- [Set exercise]
Find every line below that contains the word "white" and copy each one in full. Case counts, so match the capital and small letters exactly.

- [Data for this exercise]
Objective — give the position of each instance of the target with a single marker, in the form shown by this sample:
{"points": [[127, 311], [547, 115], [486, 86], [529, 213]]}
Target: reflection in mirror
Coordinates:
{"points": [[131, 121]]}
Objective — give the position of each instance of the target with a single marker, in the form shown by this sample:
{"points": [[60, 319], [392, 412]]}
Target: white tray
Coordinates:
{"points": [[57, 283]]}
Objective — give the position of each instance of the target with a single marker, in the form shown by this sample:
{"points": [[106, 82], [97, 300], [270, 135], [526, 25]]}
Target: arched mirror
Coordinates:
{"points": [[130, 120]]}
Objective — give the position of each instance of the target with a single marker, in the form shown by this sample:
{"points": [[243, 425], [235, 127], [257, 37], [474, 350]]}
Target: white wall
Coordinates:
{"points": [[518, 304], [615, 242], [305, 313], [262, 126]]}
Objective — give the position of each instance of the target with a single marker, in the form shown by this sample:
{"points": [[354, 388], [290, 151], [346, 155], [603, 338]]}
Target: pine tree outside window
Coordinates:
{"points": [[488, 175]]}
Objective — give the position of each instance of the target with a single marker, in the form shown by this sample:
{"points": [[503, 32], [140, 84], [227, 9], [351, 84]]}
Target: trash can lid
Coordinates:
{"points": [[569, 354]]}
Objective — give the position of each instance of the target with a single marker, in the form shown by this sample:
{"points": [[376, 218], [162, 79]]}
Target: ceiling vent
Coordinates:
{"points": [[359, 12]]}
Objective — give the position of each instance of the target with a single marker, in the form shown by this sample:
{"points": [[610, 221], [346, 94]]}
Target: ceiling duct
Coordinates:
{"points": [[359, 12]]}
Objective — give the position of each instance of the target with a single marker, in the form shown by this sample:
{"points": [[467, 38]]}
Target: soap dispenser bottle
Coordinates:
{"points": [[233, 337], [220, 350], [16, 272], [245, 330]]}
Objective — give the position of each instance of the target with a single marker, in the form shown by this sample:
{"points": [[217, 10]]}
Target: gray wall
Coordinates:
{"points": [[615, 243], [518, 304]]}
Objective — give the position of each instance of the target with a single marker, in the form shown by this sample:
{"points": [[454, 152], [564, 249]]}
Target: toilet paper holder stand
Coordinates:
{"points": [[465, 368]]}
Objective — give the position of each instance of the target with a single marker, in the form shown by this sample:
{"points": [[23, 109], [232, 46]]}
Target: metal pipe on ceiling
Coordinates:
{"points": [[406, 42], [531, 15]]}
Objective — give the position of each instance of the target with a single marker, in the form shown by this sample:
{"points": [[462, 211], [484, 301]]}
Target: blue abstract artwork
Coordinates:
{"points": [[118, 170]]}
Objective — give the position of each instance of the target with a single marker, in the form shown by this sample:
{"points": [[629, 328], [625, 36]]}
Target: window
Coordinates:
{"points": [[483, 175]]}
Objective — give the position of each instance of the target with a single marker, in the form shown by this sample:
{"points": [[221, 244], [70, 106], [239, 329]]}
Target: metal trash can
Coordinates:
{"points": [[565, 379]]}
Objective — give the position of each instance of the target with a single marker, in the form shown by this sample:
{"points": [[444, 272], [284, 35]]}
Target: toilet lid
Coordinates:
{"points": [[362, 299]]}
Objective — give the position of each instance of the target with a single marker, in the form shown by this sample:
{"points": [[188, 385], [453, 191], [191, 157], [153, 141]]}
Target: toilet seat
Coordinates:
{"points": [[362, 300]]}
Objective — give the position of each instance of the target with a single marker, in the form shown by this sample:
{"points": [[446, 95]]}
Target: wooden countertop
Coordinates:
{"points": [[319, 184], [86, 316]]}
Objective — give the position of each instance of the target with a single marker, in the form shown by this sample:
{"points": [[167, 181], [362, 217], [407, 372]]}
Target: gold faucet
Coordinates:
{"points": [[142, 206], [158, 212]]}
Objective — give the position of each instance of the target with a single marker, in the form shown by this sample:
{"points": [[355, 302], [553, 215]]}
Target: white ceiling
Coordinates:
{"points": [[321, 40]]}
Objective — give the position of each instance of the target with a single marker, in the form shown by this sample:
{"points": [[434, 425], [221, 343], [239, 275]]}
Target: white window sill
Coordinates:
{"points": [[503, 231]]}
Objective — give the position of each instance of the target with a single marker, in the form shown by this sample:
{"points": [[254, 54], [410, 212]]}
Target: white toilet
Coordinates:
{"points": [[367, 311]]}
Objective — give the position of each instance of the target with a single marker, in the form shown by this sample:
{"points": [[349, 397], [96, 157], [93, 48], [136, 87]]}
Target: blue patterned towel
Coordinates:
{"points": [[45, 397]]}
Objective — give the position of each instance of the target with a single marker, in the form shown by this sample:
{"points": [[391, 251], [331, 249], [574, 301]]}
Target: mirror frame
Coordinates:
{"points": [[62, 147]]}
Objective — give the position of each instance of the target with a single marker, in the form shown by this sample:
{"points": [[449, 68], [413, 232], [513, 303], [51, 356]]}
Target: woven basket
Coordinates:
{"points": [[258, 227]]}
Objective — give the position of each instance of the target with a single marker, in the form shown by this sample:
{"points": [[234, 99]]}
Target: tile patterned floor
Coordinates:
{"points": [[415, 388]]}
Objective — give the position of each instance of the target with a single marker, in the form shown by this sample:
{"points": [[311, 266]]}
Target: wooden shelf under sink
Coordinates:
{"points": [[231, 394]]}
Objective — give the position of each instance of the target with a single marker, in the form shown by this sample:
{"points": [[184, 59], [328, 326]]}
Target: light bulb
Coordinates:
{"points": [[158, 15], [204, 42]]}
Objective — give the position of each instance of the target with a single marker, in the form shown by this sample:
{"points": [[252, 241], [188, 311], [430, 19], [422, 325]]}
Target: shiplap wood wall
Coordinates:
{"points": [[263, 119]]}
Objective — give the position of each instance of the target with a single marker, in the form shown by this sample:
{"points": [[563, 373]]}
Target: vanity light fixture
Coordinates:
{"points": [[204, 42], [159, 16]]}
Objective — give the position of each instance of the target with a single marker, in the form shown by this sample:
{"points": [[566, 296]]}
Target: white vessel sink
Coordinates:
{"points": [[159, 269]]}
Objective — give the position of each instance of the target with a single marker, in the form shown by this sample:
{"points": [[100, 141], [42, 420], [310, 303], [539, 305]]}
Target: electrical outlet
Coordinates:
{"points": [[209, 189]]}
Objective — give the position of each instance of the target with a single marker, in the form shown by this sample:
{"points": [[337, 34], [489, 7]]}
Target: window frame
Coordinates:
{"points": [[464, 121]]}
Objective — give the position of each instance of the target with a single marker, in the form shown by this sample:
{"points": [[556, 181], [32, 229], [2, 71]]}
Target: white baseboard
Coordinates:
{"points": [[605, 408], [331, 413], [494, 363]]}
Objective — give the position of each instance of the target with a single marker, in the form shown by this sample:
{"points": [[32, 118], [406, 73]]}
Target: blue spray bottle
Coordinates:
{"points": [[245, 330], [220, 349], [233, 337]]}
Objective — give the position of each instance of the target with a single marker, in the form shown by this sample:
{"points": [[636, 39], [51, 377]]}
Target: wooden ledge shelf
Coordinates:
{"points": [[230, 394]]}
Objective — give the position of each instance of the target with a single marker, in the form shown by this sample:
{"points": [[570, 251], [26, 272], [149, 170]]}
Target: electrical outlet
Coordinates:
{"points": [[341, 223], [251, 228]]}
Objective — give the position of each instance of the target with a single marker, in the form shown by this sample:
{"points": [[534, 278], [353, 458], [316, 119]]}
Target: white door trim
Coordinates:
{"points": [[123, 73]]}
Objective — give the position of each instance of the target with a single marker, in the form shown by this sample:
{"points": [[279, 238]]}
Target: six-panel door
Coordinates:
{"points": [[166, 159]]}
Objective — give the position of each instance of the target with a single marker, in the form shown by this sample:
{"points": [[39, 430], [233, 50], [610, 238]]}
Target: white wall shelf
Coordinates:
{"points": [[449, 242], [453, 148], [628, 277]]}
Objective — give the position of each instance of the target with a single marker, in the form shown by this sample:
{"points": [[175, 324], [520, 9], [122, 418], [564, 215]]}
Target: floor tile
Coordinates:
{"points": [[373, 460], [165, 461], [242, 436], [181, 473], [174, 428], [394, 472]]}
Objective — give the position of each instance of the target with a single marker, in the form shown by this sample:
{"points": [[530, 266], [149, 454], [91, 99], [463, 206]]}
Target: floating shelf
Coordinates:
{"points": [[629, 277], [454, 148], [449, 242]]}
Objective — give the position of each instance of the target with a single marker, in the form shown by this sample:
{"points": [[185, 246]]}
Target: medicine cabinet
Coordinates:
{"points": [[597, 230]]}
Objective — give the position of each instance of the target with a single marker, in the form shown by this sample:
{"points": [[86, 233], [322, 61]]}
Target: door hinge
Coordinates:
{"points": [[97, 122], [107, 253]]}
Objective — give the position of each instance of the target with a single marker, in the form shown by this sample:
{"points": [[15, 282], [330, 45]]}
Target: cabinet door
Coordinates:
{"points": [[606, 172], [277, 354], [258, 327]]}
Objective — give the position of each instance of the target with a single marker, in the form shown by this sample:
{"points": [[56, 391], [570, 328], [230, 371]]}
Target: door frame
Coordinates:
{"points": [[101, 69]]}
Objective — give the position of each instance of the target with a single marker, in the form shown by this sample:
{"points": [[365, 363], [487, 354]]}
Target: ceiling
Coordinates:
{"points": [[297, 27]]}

- [Complete response]
Target: white tray
Target: white wall
Target: white ceiling
Target: white window sill
Target: white toilet
Target: white vessel sink
Target: white baseboard
Target: white door trim
Target: white wall shelf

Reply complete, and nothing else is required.